§ **Directions**
Rewrite the records below with "positive clicks" switched to "foreground clicks" everywhere it occurs, keeping everything else the same.

[Given data — start]

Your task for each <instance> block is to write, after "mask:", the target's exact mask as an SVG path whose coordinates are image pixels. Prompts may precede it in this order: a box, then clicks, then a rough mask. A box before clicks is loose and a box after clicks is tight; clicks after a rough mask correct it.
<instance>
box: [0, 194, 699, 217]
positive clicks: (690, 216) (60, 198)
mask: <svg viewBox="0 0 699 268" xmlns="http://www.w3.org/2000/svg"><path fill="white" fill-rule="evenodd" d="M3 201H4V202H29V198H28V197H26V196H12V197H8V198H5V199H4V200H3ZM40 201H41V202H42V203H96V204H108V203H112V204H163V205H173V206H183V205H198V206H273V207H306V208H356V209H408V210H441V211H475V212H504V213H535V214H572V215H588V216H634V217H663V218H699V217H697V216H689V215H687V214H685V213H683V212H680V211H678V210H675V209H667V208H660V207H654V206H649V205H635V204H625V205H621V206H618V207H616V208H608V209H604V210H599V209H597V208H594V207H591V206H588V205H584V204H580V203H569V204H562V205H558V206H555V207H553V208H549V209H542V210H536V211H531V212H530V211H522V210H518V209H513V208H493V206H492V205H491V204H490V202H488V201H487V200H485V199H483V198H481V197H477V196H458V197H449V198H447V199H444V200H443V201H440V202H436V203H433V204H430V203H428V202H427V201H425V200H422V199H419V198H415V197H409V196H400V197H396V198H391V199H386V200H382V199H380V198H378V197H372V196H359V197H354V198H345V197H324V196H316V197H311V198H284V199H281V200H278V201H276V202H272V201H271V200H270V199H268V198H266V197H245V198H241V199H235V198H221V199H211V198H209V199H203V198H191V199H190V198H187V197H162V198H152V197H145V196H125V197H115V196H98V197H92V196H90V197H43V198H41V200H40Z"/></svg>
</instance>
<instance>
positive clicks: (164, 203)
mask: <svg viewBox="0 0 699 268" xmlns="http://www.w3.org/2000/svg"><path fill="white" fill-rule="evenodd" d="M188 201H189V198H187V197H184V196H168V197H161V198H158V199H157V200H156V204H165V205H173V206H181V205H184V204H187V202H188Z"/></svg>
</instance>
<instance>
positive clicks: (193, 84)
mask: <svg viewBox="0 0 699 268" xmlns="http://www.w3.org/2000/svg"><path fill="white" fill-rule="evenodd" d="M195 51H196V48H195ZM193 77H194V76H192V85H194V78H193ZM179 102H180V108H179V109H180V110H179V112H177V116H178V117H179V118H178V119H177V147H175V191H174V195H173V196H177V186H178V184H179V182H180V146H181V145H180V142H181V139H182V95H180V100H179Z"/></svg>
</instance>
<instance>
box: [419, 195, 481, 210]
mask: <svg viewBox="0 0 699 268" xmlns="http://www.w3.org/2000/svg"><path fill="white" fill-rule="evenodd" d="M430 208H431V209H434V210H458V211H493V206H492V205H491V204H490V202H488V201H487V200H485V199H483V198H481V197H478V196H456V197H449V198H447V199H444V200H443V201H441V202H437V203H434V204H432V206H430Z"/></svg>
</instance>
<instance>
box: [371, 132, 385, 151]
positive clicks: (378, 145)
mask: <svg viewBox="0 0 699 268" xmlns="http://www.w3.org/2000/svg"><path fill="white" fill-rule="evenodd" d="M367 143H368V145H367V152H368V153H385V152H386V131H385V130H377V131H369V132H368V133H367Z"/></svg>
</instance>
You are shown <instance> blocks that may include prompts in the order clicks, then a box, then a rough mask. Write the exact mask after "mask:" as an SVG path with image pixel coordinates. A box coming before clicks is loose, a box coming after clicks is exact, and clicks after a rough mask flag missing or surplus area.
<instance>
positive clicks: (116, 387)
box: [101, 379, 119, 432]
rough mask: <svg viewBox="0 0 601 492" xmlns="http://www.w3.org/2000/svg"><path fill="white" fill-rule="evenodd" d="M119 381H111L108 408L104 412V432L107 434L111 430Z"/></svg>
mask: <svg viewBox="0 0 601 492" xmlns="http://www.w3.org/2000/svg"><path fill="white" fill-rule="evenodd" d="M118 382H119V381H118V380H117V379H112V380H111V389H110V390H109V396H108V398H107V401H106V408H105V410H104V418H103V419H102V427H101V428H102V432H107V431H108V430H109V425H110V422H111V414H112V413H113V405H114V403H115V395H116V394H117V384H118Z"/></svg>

[Given data — finish]

§ **Solved problem**
Your task for each <instance> block is to write, after "mask:", the target's exact mask as an SVG path whose coordinates are image pixels. Prompts may precede it in this order: a box, then clicks, then a rough mask. A box before clicks is loose and a box after clicks is tight; clicks after a rough mask correct it.
<instance>
box: [0, 194, 699, 217]
foreground clicks: (690, 216) (60, 198)
mask: <svg viewBox="0 0 699 268" xmlns="http://www.w3.org/2000/svg"><path fill="white" fill-rule="evenodd" d="M3 201H4V202H29V198H28V197H26V196H12V197H8V198H5V199H4V200H3ZM40 201H41V202H42V203H96V204H108V203H112V204H163V205H173V206H183V205H198V206H273V207H306V208H356V209H408V210H441V211H475V212H504V213H535V214H572V215H588V216H634V217H663V218H699V217H697V216H689V215H687V214H685V213H683V212H680V211H678V210H675V209H667V208H660V207H654V206H649V205H635V204H625V205H621V206H618V207H616V208H608V209H604V210H599V209H597V208H594V207H591V206H588V205H584V204H580V203H569V204H562V205H558V206H555V207H553V208H549V209H542V210H536V211H531V212H530V211H522V210H518V209H513V208H493V206H492V205H491V204H490V202H488V201H487V200H485V199H483V198H481V197H477V196H458V197H449V198H447V199H444V200H443V201H440V202H436V203H433V204H430V203H428V202H427V201H425V200H422V199H419V198H415V197H409V196H400V197H396V198H391V199H386V200H382V199H380V198H378V197H372V196H359V197H354V198H345V197H324V196H316V197H311V198H284V199H281V200H278V201H276V202H272V201H271V200H270V199H268V198H266V197H245V198H241V199H235V198H221V199H211V198H209V199H203V198H191V199H190V198H187V197H162V198H152V197H145V196H125V197H115V196H98V197H92V196H90V197H43V198H41V200H40Z"/></svg>
</instance>
<instance>
foreground clicks: (164, 203)
mask: <svg viewBox="0 0 699 268" xmlns="http://www.w3.org/2000/svg"><path fill="white" fill-rule="evenodd" d="M188 201H189V198H187V197H184V196H168V197H161V198H158V199H157V200H156V204H165V205H173V206H181V205H184V204H187V202H188Z"/></svg>
</instance>
<instance>
foreground clicks: (193, 84)
mask: <svg viewBox="0 0 699 268" xmlns="http://www.w3.org/2000/svg"><path fill="white" fill-rule="evenodd" d="M195 51H196V48H195ZM193 77H194V76H192V85H194V78H193ZM179 102H180V108H179V109H180V110H179V112H177V116H178V117H179V118H178V119H177V147H175V191H174V195H173V196H177V186H178V184H179V182H180V146H181V145H180V142H181V139H182V95H180V100H179Z"/></svg>
</instance>
<instance>
box: [419, 195, 481, 210]
mask: <svg viewBox="0 0 699 268" xmlns="http://www.w3.org/2000/svg"><path fill="white" fill-rule="evenodd" d="M430 208H431V209H434V210H458V211H493V206H492V205H491V204H490V202H488V201H487V200H485V199H483V198H481V197H478V196H456V197H449V198H447V199H444V200H443V201H441V202H437V203H434V204H432V206H430Z"/></svg>
</instance>
<instance>
box: [371, 132, 385, 151]
foreground clicks: (378, 145)
mask: <svg viewBox="0 0 699 268" xmlns="http://www.w3.org/2000/svg"><path fill="white" fill-rule="evenodd" d="M367 143H368V145H367V152H368V153H385V152H386V131H385V130H377V131H369V132H368V133H367Z"/></svg>
</instance>
You are shown <instance> blocks that may include prompts in the order clicks, then a box, then a rough mask. Write the exact mask after "mask:" as an SVG path with image pixel coordinates. A box coming before clicks is loose, a box coming after clicks is exact, and clicks after a rough mask flag missing or surplus area.
<instance>
foreground clicks: (116, 387)
box: [101, 379, 119, 432]
rough mask: <svg viewBox="0 0 601 492" xmlns="http://www.w3.org/2000/svg"><path fill="white" fill-rule="evenodd" d="M119 381H111L108 408L104 412V432L107 434L111 430Z"/></svg>
mask: <svg viewBox="0 0 601 492" xmlns="http://www.w3.org/2000/svg"><path fill="white" fill-rule="evenodd" d="M118 382H119V381H118V380H117V379H112V380H111V389H110V390H109V396H108V398H107V401H106V408H105V410H104V418H103V419H102V427H101V428H102V432H107V431H108V430H109V425H110V422H111V414H112V413H113V405H114V403H115V395H116V394H117V384H118Z"/></svg>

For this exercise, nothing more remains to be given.